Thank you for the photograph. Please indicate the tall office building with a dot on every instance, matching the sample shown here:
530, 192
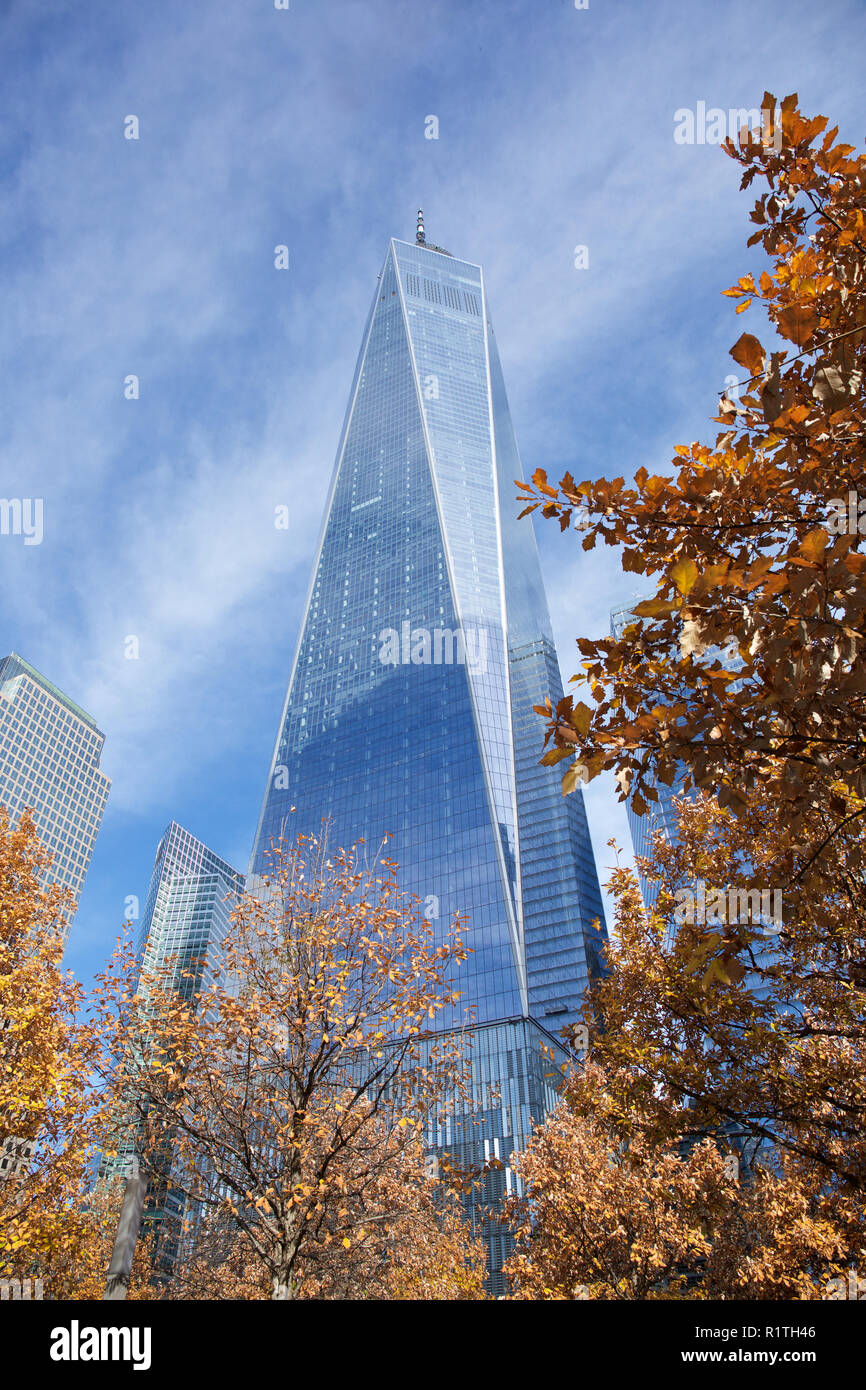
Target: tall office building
660, 815
49, 762
188, 906
426, 641
185, 919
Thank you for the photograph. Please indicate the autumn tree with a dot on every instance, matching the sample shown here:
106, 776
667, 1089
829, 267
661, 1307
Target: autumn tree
407, 1240
293, 1091
715, 1144
756, 542
56, 1059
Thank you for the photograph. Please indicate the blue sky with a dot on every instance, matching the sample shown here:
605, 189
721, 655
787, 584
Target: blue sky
156, 257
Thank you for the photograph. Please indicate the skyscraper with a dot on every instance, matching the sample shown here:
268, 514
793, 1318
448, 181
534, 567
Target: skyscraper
49, 762
189, 901
186, 915
424, 644
660, 815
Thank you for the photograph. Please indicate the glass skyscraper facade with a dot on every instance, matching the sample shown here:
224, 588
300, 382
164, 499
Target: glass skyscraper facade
188, 908
426, 641
186, 915
49, 763
660, 815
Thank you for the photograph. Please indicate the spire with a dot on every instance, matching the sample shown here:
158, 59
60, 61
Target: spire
421, 238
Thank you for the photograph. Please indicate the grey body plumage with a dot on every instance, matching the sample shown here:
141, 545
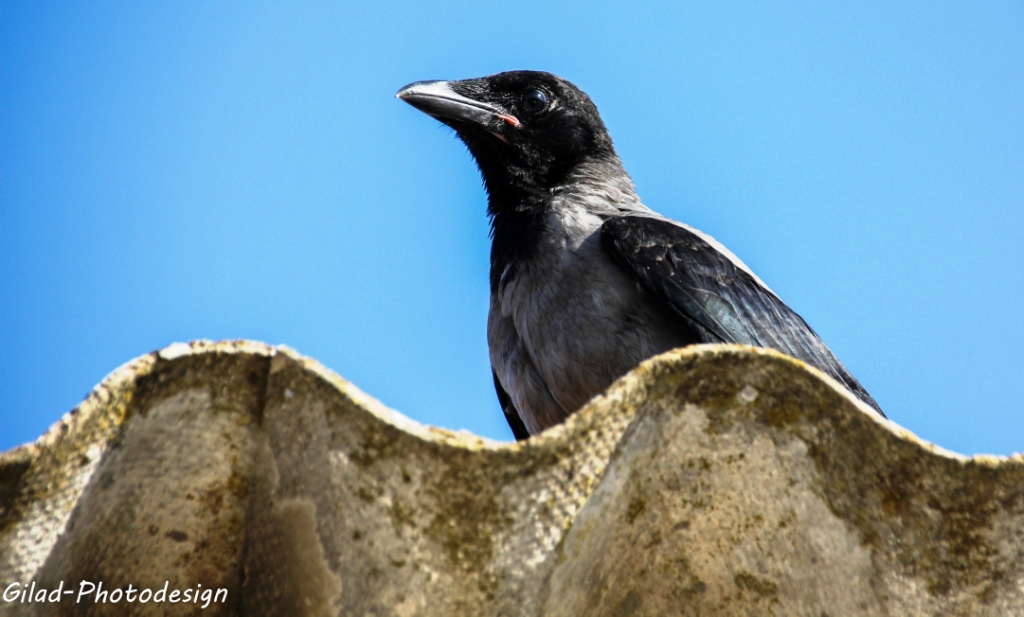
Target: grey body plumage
586, 281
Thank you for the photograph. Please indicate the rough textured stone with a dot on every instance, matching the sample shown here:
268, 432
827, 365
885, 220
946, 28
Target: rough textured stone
719, 480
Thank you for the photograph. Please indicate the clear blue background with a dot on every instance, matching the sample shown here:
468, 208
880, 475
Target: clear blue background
187, 170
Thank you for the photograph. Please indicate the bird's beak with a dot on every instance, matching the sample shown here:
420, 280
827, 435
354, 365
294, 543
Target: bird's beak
439, 100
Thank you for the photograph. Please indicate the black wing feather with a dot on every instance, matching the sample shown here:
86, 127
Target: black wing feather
511, 414
707, 289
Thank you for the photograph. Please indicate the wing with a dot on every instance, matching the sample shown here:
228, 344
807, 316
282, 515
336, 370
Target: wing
511, 414
719, 298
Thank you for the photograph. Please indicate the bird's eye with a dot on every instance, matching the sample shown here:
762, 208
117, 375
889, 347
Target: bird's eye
534, 101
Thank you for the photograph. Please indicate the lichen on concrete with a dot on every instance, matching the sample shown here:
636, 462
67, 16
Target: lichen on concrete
717, 480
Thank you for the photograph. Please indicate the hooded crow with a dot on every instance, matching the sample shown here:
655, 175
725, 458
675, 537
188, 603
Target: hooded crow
587, 281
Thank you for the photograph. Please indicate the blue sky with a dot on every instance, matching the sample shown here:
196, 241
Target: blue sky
215, 170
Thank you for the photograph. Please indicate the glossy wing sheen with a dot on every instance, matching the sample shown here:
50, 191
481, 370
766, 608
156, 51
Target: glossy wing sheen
718, 299
511, 414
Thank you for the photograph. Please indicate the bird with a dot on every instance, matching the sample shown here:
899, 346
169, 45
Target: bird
586, 280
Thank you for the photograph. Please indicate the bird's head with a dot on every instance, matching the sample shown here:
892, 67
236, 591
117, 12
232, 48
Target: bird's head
526, 129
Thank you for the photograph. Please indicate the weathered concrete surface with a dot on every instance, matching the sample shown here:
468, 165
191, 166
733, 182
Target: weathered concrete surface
718, 480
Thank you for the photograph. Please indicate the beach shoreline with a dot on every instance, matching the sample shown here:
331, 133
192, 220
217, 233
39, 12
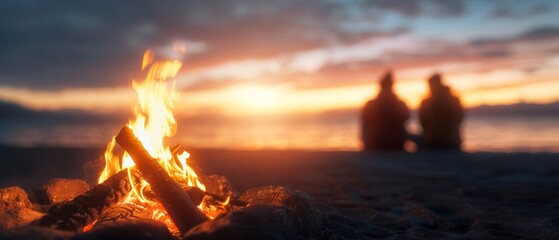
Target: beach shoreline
426, 195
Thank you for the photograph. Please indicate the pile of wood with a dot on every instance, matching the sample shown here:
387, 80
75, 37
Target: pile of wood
70, 209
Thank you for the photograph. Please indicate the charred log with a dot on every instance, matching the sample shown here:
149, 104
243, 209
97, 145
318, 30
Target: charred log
123, 212
86, 208
174, 199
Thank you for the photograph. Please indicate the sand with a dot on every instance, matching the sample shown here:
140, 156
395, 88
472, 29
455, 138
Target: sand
430, 195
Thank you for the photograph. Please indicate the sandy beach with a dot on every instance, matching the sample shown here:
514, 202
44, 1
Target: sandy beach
431, 195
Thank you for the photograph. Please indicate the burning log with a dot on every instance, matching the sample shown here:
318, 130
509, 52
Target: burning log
174, 199
86, 208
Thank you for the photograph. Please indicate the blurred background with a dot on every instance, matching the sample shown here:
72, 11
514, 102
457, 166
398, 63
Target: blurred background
280, 74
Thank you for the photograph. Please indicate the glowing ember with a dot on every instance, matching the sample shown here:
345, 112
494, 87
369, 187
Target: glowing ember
154, 121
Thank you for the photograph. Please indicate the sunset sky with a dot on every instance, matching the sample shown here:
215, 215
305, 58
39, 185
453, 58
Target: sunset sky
277, 57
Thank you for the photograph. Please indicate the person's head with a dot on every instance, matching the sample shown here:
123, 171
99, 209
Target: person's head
386, 81
435, 83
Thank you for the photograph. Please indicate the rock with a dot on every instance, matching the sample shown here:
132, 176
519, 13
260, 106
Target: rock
253, 222
13, 198
22, 216
16, 209
34, 232
59, 190
218, 185
134, 229
310, 216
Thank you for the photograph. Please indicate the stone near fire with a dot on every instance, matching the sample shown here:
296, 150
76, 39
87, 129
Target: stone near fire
134, 229
59, 190
218, 185
18, 217
13, 198
261, 221
34, 232
310, 217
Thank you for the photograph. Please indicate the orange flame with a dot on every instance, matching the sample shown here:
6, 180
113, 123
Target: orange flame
154, 121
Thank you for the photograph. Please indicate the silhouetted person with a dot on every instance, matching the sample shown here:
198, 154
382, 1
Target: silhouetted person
440, 116
383, 119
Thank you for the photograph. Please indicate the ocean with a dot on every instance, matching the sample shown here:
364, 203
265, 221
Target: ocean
480, 134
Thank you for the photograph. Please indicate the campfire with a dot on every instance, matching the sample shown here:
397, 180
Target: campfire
147, 180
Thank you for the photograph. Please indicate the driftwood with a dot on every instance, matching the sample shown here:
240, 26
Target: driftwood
123, 212
174, 199
86, 208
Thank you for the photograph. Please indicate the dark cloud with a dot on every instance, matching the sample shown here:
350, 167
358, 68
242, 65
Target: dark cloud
57, 44
504, 11
540, 33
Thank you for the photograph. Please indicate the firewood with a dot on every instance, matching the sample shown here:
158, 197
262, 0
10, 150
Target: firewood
86, 208
123, 212
174, 199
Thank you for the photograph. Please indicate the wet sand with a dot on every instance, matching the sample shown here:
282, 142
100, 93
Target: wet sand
430, 195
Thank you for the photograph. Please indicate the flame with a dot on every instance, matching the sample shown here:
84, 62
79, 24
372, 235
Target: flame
154, 121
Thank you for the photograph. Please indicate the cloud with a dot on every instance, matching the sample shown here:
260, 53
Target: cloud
504, 11
59, 44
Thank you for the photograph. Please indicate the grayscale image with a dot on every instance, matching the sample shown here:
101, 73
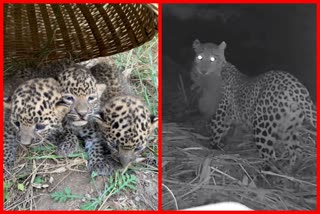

──────────────────────────────

_Stated goal_
Can you turn all the rows above into a numbered list, dropping blank lines and leaving the pictures out?

_Complete output_
1. Thank you for the photograph. Please indicate the tall office building with a dot on every instance, matching the sample shown here:
2. 530, 192
3. Target: tall office building
4. 660, 815
5. 49, 762
6. 188, 906
7. 426, 641
8. 185, 919
9. Thank you for the photograph. Please indicate the autumn tree with a dot on every instance, matching the sample shown here:
10. 106, 776
11. 667, 1089
12. 829, 267
13. 661, 1307
14. Target: autumn tree
15. 407, 1240
16. 293, 1091
17. 715, 1144
18. 756, 542
19. 56, 1059
20. Thank you for the photograph. Please indicate the blue sky with a dot on every instance, matching the sample shown here:
21. 605, 189
22. 721, 655
23. 787, 584
24. Target: blue sky
25. 156, 257
26. Thank you for the photograph. Please indicate the skyscraper with a dot on every instance, matching the sample shown here:
27. 268, 514
28. 793, 1318
29. 448, 181
30. 534, 567
31. Target: skyscraper
32. 49, 762
33. 189, 901
34. 186, 915
35. 424, 644
36. 660, 815
37. Thank you for the photograph. Please indicate the glass skyscraper facade with a dot on every instance, matching the sample shown here:
38. 224, 588
39. 300, 382
40. 164, 499
41. Target: glass skyscraper facade
42. 188, 908
43. 426, 641
44. 186, 915
45. 49, 763
46. 660, 815
47. Thank you for the photograph. Please indicate the spire with a dot on every instance, matching the sample shown here:
48. 158, 59
49. 60, 61
50. Target: spire
51. 421, 238
52. Thank you for the photograph. Please indicate the grey body plumage with a dot on every instance, matching the sample shown here:
53. 141, 545
54. Target: grey body plumage
55. 586, 281
56. Thank you for the photograph. Please indicate the rough textured stone with a dot on every instance, matching the sample shown here:
57. 268, 432
58. 827, 365
59. 885, 220
60. 946, 28
61. Target: rough textured stone
62. 719, 480
63. Thank you for the photograph. Please indicate the clear blue background with a dot on every instance, matching the sample shown here:
64. 468, 208
65. 880, 475
66. Target: clear blue background
67. 187, 170
68. Thank you for the photograph. Please indicate the bird's beak with a dot on every instance, matching the sample shown here:
69. 420, 280
70. 827, 435
71. 354, 365
72. 294, 543
73. Target: bird's beak
74. 439, 100
75. Thank you for the photograph. Please indicate the black wing feather with a dot on every instance, matching the sample shown here:
76. 86, 127
77. Target: black wing feather
78. 511, 414
79. 707, 289
80. Thank you for the photograph. Please indicate the wing with a dot on every instance, matching the sample shown here:
81. 228, 344
82. 807, 316
83. 282, 515
84. 336, 370
85. Target: wing
86. 511, 414
87. 719, 298
88. Thank you for the photograph. Please indicate the bird's eye with a dot on every instance, matching the sample shown here:
89. 762, 208
90. 117, 375
91. 889, 347
92. Target: bird's eye
93. 534, 101
94. Thank you for the photograph. Please indicate the lichen on concrete with a dot on every instance, matching the sample shown here:
95. 636, 462
96. 67, 16
97. Target: lichen on concrete
98. 717, 480
99. Thank you for the photograph. Please indicate the hooded crow with a dot on every instance, matching the sample shown here:
100. 655, 175
101. 725, 458
102. 675, 537
103. 188, 603
104. Target: hooded crow
105. 587, 281
106. Thank you for the photograph. Please indicate the blue sky with a dot on every instance, matching the sample shown here:
107. 196, 241
108. Target: blue sky
109. 215, 170
110. Thank you for the photograph. Please indicate the glossy wing sheen with a dot on every instance, matching the sample shown here:
111. 50, 191
112. 481, 370
113. 766, 608
114. 156, 51
115. Target: glossy wing sheen
116. 718, 299
117. 511, 414
118. Thank you for the photograph. Please indicate the bird with a dot on every instance, matching the sample shown here:
119. 899, 346
120. 169, 45
121. Target: bird
122. 586, 280
123. Thank you for the photograph. Please indicate the bird's head with a dot on every instance, matching the sample shown here:
124. 892, 67
125. 236, 591
126. 117, 12
127. 232, 48
128. Target: bird's head
129. 526, 129
130. Thank you for the photograph. Please indicate the weathered concrete surface with a dot on every instance, matching the sample shown here:
131. 468, 165
132. 191, 166
133. 733, 182
134. Target: weathered concrete surface
135. 718, 480
136. Thank you for the photograph. Please indicate the beach shoreline with a dot on every instance, matching the sample shown here:
137. 331, 133
138. 192, 220
139. 217, 233
140. 39, 12
141. Target: beach shoreline
142. 426, 195
143. Thank you for the photograph. Please indicate the pile of wood with a dot on every instance, matching the sample shown here:
144. 387, 80
145. 75, 37
146. Target: pile of wood
147. 70, 209
148. Thank you for the photograph. Please indicate the charred log with a dot on every instance, matching the sample shown here:
149. 149, 104
150. 243, 209
151. 97, 145
152. 318, 30
153. Target: charred log
154. 123, 212
155. 86, 208
156. 174, 199
157. Thank you for the photograph. Please indicate the sand with a dot on every instance, matching the sample shown here:
158. 140, 156
159. 395, 88
160. 472, 29
161. 455, 138
162. Target: sand
163. 430, 195
164. Thank you for the photograph. Please indicate the sandy beach with a dot on every instance, matching the sample shown here:
165. 514, 202
166. 44, 1
167. Target: sandy beach
168. 431, 195
169. Thank you for the photograph. Please indicate the burning log with a dot on every instance, matching the sample shown here:
170. 318, 130
171. 509, 52
172. Target: burning log
173. 174, 199
174. 86, 208
175. Thank you for the photograph. Please indicate the blurred background with a dot on every instance, matching the sample shown here:
176. 72, 11
177. 514, 102
178. 457, 166
179. 398, 63
180. Target: blurred background
181. 280, 74
182. Thank you for the photograph. Please indicate the glowing ember with a dot on every instance, matching the sample shown here:
183. 345, 112
184. 494, 87
185. 369, 187
186. Target: glowing ember
187. 154, 121
188. Thank you for the photograph. Please indicate the sunset sky with a dot on every instance, matching the sample shown here:
189. 215, 215
190. 305, 58
191. 39, 185
192. 453, 58
193. Target: sunset sky
194. 277, 57
195. Thank you for the photograph. Please indicate the person's head with a dot on every instance, matching the sample shown here:
196. 123, 171
197. 99, 209
198. Target: person's head
199. 386, 81
200. 435, 83
201. Thank you for the photograph. Please indicate the rock with a dot on every instance, matching the sample shown here:
202. 132, 176
203. 519, 13
204. 260, 106
205. Target: rock
206. 253, 222
207. 13, 198
208. 22, 216
209. 16, 209
210. 34, 232
211. 59, 190
212. 218, 185
213. 134, 229
214. 310, 216
215. Thank you for the photograph. Please indicate the stone near fire with a dot on every instance, matching the sample shown here:
216. 296, 150
217. 76, 39
218. 87, 129
219. Target: stone near fire
220. 134, 229
221. 59, 190
222. 218, 185
223. 18, 217
224. 13, 198
225. 261, 221
226. 34, 232
227. 310, 217
228. Thank you for the photograph. Please indicate the orange flame with a dot on every instance, matching the sample shown here:
229. 6, 180
230. 113, 123
231. Target: orange flame
232. 154, 121
233. Thank you for the photograph. Please indicate the silhouetted person with a dot on every instance, matching the sample shown here:
234. 198, 154
235. 382, 1
236. Target: silhouetted person
237. 440, 116
238. 383, 119
239. Thank you for the photograph. Please indicate the ocean with a dot on every instance, matching the sample shown here:
240. 364, 203
241. 265, 221
242. Target: ocean
243. 480, 134
244. Thank you for the photograph. Please indicate the campfire with a dot on every instance, matching the sample shown here:
245. 397, 180
246. Target: campfire
247. 147, 180
248. Thank you for the photograph. Please indicate the driftwood with a dot on every instance, matching the sample shown here:
249. 240, 26
250. Target: driftwood
251. 123, 212
252. 174, 199
253. 86, 208
254. Thank you for the photograph. Please indicate the dark cloud with a dot on every instance, matching the sample shown here:
255. 350, 167
256. 358, 68
257. 242, 65
258. Target: dark cloud
259. 57, 44
260. 504, 11
261. 540, 33
262. Thank you for the photograph. Please indicate the firewood with a dot on every instance, matching the sample shown here:
263. 158, 197
264. 262, 0
265. 10, 150
266. Target: firewood
267. 86, 208
268. 123, 212
269. 174, 199
270. Thank you for the photograph. Please indicate the wet sand with a dot on every instance, matching the sample shown here:
271. 282, 142
272. 100, 93
273. Target: wet sand
274. 430, 195
275. Thank you for the photograph. Please indicate the flame with a dot on every instance, matching the sample shown here:
276. 84, 62
277. 79, 24
278. 372, 235
279. Target: flame
280. 154, 121
281. Thank you for the photograph. Please indicate the cloud with a dot on every instance, matching the sample shown here:
282. 260, 53
283. Target: cloud
284. 504, 11
285. 59, 44
286. Thank you for the photograph. Please indicate the grayscale image with a dot on every instance, matching the sample shown here:
287. 101, 73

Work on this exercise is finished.